The Prime Minister and the Chancellor had announced, prior to the Summer Budget 2015, the introduction of the new additional nil rate band for main residence. However the details of the measure were not exactly what had been predicted.
A number of other changes have also been announced as well as further freezing of the current nil rate band (£325,000 per person) until April 2021.
The Additional Nil Rate Band together with the existing nil rate band will, with effect from April 2017, mean Inheritance Tax will not be payable for an individual until their estate exceeds £425,000 and for a couple £850,000.
Legislation will be introduced to provide for an additional ‘main residence’ nil rate band for an estate if the deceased’s interest in a residential property, which has been their residence at some point and is included in their estate, is left to one or more direct descendants on death.
To put this into context here are a few examples:
Nil Rate Band – Example 1
John and Jennifer own two properties, both of which have at some point been occupied by them as a residence.
On John’s death after 5 April 2017, he leaves his interest in property A (which is owned by John and Jennifer jointly as tenants in common) to his children. Jennifer continues to occupy property B which is owned as joint tenants and has been the couple’s main residence since they retired. John’s executors are able to nominate John’s interest in property A as his ‘qualifying residential interest’ thereby ensuring that his estate benefits from the additional residence nil rate band (as well as his standard nil rate band) on his death first.
This ability to nominate could be particularly useful where, for example, one property is held in the name of one spouse and one in the name of the other spouse – especially if the combined value of the two properties is below the combined value of two additional RNRBs.

__DATA SUPPLIED__:
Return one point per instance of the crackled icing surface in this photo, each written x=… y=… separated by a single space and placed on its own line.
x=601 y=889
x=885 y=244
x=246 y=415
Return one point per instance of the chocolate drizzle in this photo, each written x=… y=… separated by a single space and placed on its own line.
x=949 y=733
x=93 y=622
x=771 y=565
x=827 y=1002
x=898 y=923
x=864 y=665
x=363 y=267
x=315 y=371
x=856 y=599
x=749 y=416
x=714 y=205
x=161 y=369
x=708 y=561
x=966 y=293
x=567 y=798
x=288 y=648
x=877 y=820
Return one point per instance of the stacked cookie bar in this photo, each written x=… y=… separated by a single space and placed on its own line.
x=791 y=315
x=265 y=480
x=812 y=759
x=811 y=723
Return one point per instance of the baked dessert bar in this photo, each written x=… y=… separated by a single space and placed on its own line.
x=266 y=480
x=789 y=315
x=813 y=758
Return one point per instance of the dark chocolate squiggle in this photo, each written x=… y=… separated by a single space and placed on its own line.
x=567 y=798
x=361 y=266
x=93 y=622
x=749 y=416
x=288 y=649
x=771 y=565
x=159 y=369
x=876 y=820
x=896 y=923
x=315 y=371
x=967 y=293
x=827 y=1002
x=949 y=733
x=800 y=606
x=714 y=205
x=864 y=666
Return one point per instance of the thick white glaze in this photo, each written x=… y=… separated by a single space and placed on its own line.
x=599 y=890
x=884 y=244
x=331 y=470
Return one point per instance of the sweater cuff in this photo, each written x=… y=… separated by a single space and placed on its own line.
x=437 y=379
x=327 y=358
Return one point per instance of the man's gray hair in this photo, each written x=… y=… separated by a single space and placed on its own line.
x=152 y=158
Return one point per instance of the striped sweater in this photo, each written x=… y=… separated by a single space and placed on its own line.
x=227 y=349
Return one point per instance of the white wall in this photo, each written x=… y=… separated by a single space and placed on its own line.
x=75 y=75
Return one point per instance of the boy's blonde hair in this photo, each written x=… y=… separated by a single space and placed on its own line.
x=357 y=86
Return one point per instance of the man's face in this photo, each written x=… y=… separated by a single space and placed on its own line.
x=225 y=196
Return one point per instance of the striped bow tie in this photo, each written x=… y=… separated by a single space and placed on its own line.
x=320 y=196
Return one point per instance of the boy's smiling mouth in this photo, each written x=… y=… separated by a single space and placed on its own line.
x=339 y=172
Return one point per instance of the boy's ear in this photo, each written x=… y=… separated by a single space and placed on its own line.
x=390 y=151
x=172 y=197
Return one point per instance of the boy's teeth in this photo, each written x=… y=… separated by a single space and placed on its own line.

__GOALS__:
[1] In the records, substitute "knit sweater" for "striped sweater" from the line with "Return one point per instance of the man's gray" to the line with "x=227 y=349", and give only those lines.
[2] Resume the text on the inheritance tax residence nil rate band from its final sentence and carry it forward.
The text and the records come from unrelated sources.

__THE RESULTS__:
[1]
Return one point per instance of the man's gray hair in this photo, each written x=… y=… separated by a single space and placed on its own line.
x=152 y=158
Return one point per instance of the knit sweater in this photo, each written x=… y=… separated by a single space and placed on its own line.
x=227 y=349

[2]
Nil Rate Band – Example 2
Assume that John and Jennifer each own one of the two aforementioned properties in their own sole name and that each property is worth around £200,000.
On John’s death, after 5 April 2017, his entire additional RNRB can be offset against the property transfer on his death first. This will leave Jennifer’s residence nil rate band to be used against the property that she owns when she passes it on to the children on her subsequent death.
Contrast the position if John had left his property to Jennifer. While Jennifer’s executors could claim John’s unused RNRB under the transferable nil rate band rules (because he is transferring a qualifying residence to her – see below), they would be able to nominate just one of the two properties as the qualifying residence thereby wasting up to a maximum of £175,000 of John’s RNRB.
In the above example, if John died in 2020/21, he would use all of his £175,000 RNRB and £25,000 of his standard nil rate band.
Nil Rate Band – Example 3(a)
Gillian, a widow, dies in July 2021 with an estate of £2.5m.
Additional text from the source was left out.